**Work instruction:** After reading the data below, copy out every line that contains the word "instance".

──────── Data records ────────

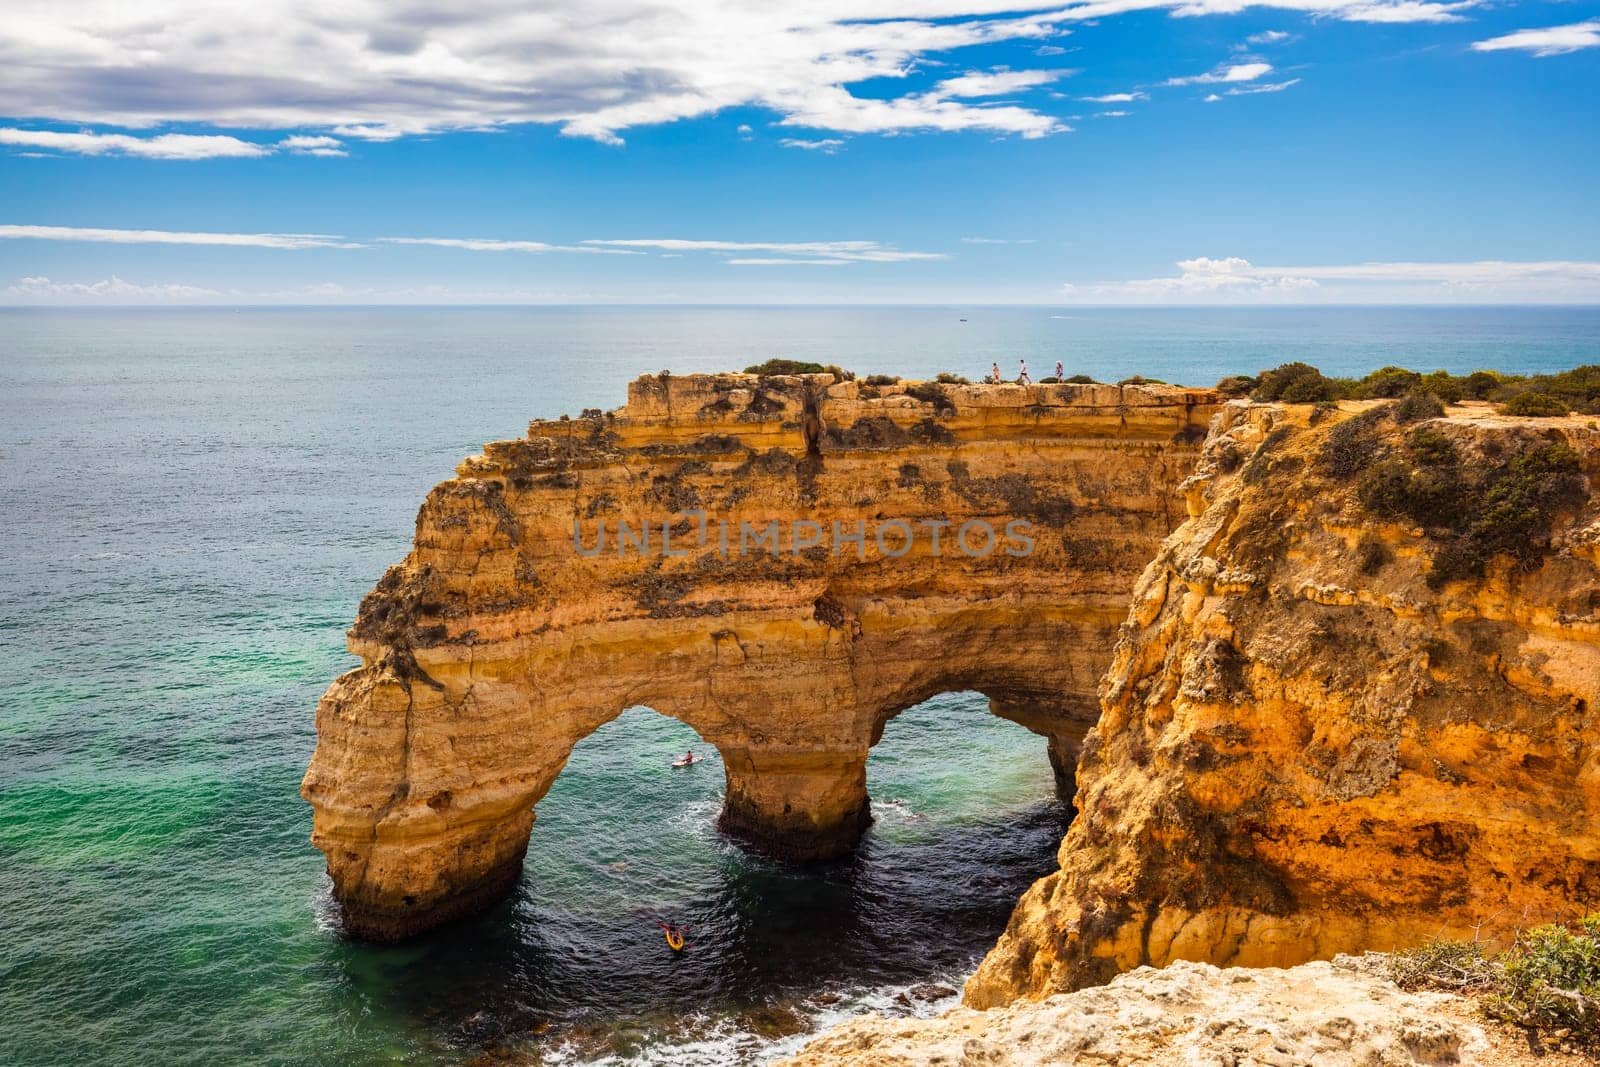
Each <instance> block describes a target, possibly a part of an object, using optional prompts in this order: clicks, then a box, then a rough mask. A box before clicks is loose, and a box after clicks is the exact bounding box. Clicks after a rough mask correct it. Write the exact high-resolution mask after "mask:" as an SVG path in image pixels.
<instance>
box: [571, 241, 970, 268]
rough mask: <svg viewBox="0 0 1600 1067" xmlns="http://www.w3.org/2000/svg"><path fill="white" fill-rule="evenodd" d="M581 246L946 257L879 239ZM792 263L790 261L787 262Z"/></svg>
mask: <svg viewBox="0 0 1600 1067" xmlns="http://www.w3.org/2000/svg"><path fill="white" fill-rule="evenodd" d="M584 245H594V246H603V248H654V250H659V251H677V253H685V251H704V253H728V254H742V253H770V254H771V256H794V258H797V259H795V261H800V259H808V261H822V259H826V261H837V262H910V261H918V259H949V256H947V254H944V253H931V251H899V250H898V248H888V246H885V245H880V243H878V242H704V240H678V238H634V240H587V242H584ZM786 262H792V261H786ZM741 266H765V264H757V262H755V261H754V259H742V262H741Z"/></svg>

────────

**Finished exercise:**
Each <instance> block describes a target, possibly a part of an object, using optional prompts in this order: clicks, then a box, then a rough mask. A box before clicks is loose, and a box after clicks is the exact bounding box. Clicks after a rough mask correct it. Write the exact high-resolution mask after "mask:" as an SVG path in image pixels.
<instance>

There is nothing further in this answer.